§ THE TASK
Output the line containing "Look at the photo above. For every instance of the horizontal" exactly. Do the same for every line after it through the end of the material, and output nothing else.

= = = = =

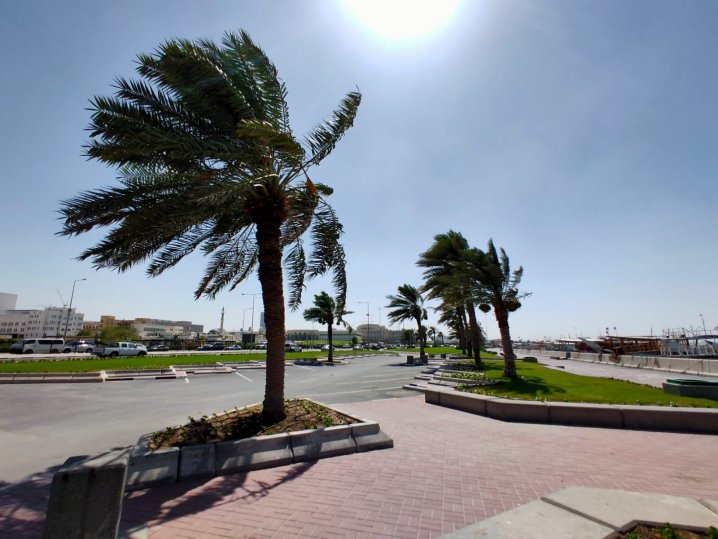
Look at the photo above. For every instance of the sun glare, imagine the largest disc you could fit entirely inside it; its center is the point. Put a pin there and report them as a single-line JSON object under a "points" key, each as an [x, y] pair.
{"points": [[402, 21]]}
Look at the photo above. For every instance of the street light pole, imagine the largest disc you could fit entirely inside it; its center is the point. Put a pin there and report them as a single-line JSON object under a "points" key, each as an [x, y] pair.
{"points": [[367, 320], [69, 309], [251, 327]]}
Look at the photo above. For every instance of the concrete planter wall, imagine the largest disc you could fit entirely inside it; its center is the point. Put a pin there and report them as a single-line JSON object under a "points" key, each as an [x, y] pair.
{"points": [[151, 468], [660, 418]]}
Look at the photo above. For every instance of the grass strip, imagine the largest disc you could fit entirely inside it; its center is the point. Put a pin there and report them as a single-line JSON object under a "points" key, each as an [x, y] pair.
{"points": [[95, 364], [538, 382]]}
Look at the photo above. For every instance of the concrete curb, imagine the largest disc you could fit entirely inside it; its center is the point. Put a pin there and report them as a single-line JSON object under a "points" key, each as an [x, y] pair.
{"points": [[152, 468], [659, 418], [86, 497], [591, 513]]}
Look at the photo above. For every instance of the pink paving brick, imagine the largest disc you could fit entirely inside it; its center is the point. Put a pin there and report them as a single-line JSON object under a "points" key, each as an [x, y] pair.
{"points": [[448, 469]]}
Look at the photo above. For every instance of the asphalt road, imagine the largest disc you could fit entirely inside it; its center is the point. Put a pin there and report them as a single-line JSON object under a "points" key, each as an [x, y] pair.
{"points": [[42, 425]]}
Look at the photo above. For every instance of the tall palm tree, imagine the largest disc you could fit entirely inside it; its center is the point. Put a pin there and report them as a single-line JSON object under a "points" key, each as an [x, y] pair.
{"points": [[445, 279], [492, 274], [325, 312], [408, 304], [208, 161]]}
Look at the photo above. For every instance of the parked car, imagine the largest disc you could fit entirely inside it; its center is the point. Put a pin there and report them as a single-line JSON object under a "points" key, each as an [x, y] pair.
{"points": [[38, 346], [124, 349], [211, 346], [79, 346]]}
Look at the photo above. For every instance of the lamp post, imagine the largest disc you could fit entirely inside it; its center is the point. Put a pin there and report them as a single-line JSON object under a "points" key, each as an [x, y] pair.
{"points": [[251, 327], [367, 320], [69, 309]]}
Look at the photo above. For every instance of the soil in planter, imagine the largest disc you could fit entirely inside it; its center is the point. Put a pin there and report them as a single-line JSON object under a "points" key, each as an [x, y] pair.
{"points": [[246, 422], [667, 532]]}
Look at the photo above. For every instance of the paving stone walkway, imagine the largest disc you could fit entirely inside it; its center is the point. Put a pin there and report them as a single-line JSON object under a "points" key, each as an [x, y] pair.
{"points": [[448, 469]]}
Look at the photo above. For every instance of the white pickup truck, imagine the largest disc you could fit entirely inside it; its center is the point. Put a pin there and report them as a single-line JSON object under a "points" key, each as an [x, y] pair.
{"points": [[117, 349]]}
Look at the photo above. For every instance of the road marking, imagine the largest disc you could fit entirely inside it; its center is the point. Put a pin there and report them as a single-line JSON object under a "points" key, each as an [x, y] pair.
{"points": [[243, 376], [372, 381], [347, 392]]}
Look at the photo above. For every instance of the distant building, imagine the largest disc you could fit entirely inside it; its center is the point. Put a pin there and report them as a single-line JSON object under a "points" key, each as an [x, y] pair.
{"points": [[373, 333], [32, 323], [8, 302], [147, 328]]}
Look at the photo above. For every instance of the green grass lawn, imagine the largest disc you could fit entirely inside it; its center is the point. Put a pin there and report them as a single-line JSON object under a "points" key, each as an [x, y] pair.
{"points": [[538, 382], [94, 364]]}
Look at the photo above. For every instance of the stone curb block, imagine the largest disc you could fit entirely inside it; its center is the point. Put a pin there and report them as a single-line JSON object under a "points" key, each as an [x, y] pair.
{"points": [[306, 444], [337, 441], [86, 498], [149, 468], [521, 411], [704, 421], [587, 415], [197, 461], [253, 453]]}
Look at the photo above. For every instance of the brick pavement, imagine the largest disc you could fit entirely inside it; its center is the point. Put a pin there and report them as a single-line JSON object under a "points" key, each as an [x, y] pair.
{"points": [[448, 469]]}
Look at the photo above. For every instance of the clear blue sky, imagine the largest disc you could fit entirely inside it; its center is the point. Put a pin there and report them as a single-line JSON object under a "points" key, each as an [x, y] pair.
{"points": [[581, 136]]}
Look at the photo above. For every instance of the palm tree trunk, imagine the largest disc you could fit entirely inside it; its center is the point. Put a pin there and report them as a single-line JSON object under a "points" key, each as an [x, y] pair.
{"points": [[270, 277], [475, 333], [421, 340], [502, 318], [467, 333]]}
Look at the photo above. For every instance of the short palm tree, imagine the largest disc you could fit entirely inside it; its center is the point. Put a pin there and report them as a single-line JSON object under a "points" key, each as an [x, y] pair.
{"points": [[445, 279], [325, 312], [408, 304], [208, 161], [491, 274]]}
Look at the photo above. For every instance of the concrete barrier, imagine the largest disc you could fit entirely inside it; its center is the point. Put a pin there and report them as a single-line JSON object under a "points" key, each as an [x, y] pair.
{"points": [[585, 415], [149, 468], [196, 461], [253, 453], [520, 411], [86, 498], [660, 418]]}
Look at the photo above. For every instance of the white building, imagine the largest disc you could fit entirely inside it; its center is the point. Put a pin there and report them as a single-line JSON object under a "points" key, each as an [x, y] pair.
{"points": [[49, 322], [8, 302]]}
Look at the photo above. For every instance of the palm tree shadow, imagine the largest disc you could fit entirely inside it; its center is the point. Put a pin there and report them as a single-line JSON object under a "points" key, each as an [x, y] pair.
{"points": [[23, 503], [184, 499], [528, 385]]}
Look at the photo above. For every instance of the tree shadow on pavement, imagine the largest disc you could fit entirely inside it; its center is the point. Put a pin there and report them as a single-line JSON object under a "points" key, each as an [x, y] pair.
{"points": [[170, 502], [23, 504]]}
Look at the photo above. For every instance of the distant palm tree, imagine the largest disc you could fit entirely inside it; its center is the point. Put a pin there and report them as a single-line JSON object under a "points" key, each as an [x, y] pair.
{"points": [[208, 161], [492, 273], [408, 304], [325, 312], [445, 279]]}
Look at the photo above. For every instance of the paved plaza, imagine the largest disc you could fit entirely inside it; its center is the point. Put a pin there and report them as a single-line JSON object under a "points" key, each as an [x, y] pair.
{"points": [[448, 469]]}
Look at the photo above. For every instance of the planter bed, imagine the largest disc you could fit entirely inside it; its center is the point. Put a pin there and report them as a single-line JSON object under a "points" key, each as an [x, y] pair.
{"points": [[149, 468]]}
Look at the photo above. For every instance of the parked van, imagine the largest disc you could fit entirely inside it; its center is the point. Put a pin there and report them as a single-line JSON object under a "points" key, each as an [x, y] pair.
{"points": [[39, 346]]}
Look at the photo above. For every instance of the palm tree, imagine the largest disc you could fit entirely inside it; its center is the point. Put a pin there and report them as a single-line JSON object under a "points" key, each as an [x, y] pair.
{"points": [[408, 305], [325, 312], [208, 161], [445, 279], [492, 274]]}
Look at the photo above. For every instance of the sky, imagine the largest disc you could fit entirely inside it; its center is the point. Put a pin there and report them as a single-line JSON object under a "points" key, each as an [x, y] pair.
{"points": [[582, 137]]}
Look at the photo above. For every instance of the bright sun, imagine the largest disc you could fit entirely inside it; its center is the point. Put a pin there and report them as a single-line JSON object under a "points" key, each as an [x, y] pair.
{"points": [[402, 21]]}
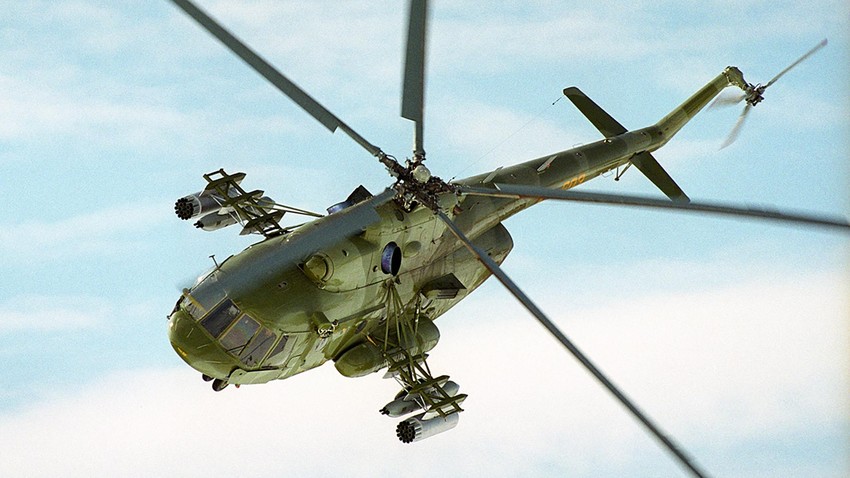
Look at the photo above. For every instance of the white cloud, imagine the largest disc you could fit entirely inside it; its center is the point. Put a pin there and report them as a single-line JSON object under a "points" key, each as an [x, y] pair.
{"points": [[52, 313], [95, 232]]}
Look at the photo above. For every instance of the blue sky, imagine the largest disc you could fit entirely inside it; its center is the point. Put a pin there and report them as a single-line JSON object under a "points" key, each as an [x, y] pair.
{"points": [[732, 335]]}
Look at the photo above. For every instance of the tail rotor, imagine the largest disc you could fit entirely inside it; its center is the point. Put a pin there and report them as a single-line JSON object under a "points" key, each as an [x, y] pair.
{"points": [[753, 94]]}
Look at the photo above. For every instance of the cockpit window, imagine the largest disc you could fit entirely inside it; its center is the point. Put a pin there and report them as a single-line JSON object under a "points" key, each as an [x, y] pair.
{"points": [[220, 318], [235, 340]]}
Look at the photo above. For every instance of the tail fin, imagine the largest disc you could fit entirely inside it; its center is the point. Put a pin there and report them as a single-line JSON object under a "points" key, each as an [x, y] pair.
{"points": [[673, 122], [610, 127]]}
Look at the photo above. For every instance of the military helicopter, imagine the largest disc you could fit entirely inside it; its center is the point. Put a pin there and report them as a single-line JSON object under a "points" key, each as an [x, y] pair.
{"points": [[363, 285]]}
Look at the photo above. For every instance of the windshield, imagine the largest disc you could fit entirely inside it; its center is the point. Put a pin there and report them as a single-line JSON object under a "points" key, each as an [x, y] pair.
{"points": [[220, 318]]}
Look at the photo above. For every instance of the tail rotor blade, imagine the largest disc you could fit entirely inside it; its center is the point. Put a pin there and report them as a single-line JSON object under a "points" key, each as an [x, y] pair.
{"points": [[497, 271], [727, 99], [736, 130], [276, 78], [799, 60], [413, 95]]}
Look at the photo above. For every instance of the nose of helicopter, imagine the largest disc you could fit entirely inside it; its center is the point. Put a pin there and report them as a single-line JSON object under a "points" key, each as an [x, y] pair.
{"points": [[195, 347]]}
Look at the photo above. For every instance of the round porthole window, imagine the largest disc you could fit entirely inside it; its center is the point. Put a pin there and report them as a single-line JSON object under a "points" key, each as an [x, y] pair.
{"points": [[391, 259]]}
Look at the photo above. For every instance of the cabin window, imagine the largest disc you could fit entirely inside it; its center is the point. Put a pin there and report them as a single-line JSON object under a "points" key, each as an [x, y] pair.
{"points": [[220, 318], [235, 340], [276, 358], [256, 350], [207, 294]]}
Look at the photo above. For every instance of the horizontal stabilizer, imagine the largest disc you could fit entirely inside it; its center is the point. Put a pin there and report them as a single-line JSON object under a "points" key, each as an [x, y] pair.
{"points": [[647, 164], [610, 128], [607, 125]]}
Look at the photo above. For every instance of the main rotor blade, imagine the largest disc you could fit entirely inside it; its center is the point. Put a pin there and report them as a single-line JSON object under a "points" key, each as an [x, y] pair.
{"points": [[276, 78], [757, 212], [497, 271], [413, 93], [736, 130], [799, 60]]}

= = = = =

§ SOLUTION FOR THIS TASK
Look at the photo above. For every instance of the horizontal stabilizer, imagine the largest disc you could fit entirely inside it; its center is the point. Put a pin there and report them as a single-line JSON object under a "points" key, each as an [x, y] pair.
{"points": [[647, 164], [610, 128], [607, 125]]}
Look at the photo above. For every instance of the main rotor blade, imagine the largest disc you could fit entirely inside it; its center is the point. Put a pin there and report them as a single-line JSON object under a "points" key, each as an [x, y] pair.
{"points": [[276, 78], [757, 212], [497, 271], [413, 93], [736, 130], [799, 60]]}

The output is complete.